■ ASSIGNMENT ■
Print the home-visit passage below word for word, everything from "His left leg" down to "an appalling prospect.".

■ PAGE TEXT ■
Despite the late afternoon sunshine, all the curtains and blinds in the Baxter’s flat are drawn. Mrs Baxter is standing in the hallway as we come in, her arms down by her sides, strands of hair frizzling out around her head like static. She doesn’t respond to hello or through here? but watches us as we walk into her son’s bedroom.
John is sitting on the edge of his bed in the greasy, airless room. A heavy man in his late twenties, as inert and fleshy as a mushroom, he has a disconcerting habit of closing his eyes when he looks at me, and then opening them again when he looks away, like he was using some other, deeper sense to gauge any response.
His left leg is markedly swollen, tightly bound in a discoloured bandage, his foot covered in a filthy sock. He obviously hasn’t changed anything in weeks. Unwrapping his leg is an appalling prospect.
‘Basically what I want is some advice,’ he says, his voice rapid and flickering. ‘Because I have to say thus far I’ve had conflicting information. Let me explain. Basically, and for reasons that haven’t been satisfactorily explained to me thus far, I developed a pain in my left calf muscle, which gradually, over-time turned into some kind of blister. Eventually, this blister grew bigger, burst, and left me with something of a crater, which then proceeded to grow wider. I was quite concerned, so I went to my doctor. My doctor told me that it was a venous ulcer, gave me some cream to use, and emphasised the importance of keeping the wound clean, all of which I have done. Unfortunately, after a week or two, the ulcer became quite a bit deeper and wider. I really was quite concerned by this point, so I saw another doctor, who said the ulcer would almost certainly start to heal soon, and that I should carry on keeping the wound clean and dry. I didn’t mention the cream, he didn’t say anything, so I wasn’t sure whether I was supposed to use it or not. Anyway, I’ve left it alone for a week or so, now, but last night I started feeling quite unwell, so I phoned for further advice. Things are a little complicated at the moment. We’re between surgeries, and I wasn’t sure who to turn to. What do you think I should do now? Use the cream? Or carry on keeping it clean and see what happens?’
There’s such a disparity between what he’s saying and the evidence of our eyes – and noses - it’s hard to know how to begin.
‘So no-one’s had a look at your leg in a week or so, John?’
‘No-one. I thought it best if I let it rest for a while.’
‘When did you last change your socks?’
‘My socks? Well – I would say about the same time.’
‘Your leg looks quite swollen.’
‘Yes. Yes, I suppose it does. It’s not painful anymore though. I just feel quite sick and dizzy most of the time. I do suffer with acid reflux, but this feels more like the flu.’
‘Would you mind if we cut the bandage off and had a look?’
‘If you feel you must,’ he says.

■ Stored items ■
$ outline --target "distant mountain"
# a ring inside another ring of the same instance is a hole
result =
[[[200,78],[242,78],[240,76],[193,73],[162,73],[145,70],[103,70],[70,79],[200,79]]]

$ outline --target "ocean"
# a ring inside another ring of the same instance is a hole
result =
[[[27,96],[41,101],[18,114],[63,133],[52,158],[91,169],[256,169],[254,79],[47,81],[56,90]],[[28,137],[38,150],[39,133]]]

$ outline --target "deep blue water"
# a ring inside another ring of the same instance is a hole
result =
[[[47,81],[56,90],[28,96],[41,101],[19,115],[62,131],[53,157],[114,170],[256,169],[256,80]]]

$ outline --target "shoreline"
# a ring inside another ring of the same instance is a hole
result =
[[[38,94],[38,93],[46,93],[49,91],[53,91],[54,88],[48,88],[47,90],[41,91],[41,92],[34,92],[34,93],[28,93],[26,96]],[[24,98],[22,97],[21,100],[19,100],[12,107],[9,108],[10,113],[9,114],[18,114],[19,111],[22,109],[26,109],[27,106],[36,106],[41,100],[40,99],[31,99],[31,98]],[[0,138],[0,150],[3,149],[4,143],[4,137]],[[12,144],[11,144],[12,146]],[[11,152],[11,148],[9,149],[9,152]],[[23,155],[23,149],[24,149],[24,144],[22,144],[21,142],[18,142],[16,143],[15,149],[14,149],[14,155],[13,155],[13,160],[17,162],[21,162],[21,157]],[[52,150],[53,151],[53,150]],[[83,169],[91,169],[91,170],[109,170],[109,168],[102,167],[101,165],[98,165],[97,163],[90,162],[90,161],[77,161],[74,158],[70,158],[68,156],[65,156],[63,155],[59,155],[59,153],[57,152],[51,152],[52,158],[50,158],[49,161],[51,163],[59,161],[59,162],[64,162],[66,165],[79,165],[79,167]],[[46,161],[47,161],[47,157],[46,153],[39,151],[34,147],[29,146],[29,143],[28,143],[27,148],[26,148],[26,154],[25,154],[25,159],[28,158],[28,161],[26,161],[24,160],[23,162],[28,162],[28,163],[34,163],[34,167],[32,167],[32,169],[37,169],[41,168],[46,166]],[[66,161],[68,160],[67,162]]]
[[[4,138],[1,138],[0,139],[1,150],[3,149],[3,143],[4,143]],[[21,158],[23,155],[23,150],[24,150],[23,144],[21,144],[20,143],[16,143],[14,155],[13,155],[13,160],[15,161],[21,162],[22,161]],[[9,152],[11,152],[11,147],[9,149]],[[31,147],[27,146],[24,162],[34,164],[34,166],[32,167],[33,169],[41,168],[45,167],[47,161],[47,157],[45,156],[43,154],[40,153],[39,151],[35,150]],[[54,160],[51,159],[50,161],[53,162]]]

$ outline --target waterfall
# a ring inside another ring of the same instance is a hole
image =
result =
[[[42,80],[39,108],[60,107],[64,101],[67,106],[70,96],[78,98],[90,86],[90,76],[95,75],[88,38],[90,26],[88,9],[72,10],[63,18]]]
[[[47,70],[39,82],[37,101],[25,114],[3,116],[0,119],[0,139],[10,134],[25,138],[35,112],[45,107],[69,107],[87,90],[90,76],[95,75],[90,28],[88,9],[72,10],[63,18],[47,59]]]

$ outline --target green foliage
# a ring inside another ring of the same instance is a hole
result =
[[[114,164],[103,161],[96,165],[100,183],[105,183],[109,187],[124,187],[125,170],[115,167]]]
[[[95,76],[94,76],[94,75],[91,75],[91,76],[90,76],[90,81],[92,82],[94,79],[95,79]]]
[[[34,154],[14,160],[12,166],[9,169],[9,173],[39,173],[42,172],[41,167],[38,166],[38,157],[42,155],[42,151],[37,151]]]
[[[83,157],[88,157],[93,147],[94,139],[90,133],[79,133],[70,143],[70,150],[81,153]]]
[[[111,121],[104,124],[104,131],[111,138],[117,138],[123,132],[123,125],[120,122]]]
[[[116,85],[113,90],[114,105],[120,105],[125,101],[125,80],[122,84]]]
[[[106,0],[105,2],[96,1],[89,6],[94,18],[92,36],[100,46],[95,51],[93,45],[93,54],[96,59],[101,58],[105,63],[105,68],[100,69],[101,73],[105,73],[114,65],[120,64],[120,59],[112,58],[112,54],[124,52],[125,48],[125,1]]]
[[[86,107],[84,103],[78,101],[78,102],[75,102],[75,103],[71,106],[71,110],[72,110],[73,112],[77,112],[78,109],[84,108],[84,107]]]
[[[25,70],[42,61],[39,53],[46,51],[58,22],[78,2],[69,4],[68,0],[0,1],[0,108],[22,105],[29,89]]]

---

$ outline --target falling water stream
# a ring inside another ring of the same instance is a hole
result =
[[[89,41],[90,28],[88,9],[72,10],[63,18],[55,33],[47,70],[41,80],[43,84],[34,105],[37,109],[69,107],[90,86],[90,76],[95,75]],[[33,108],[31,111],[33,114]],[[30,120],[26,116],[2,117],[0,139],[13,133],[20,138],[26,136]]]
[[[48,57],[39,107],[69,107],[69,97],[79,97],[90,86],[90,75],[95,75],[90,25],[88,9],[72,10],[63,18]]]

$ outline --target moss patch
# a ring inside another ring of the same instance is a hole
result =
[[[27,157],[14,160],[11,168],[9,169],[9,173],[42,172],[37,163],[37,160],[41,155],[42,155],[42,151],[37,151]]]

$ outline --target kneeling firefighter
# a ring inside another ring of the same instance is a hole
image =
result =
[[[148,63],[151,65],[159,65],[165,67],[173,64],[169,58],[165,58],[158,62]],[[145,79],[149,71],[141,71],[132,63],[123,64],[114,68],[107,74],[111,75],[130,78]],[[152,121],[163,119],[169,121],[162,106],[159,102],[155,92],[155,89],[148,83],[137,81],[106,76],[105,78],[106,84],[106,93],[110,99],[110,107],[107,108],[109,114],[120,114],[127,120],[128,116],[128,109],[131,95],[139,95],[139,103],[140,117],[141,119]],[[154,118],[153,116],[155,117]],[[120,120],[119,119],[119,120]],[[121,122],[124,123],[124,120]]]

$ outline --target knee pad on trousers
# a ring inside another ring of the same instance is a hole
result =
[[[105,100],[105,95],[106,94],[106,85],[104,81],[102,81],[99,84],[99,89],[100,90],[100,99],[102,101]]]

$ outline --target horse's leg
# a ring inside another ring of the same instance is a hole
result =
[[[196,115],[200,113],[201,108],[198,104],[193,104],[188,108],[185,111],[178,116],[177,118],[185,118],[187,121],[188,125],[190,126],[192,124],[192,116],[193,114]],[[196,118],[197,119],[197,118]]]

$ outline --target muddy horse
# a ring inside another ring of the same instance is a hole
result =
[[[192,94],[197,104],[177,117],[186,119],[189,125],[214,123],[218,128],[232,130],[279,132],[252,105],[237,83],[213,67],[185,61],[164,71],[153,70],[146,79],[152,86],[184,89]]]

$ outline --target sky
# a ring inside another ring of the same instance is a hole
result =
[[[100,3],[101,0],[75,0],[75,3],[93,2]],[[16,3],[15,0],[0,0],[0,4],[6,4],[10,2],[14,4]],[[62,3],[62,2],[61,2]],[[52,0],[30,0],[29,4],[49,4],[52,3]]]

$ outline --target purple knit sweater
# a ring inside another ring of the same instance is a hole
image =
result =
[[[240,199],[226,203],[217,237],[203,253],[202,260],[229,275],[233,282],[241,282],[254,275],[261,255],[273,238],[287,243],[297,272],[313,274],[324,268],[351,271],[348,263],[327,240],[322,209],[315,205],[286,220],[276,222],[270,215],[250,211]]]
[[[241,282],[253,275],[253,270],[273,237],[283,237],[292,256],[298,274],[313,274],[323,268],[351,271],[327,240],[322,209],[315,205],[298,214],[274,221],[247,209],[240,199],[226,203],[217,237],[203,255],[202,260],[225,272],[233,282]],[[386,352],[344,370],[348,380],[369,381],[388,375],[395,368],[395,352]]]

■ SOLUTION FOR THIS PROBLEM ■
His left leg is markedly swollen, tightly bound in a discoloured bandage, his foot covered in a filthy sock. He obviously hasn’t changed anything in weeks. Unwrapping his leg is an appalling prospect.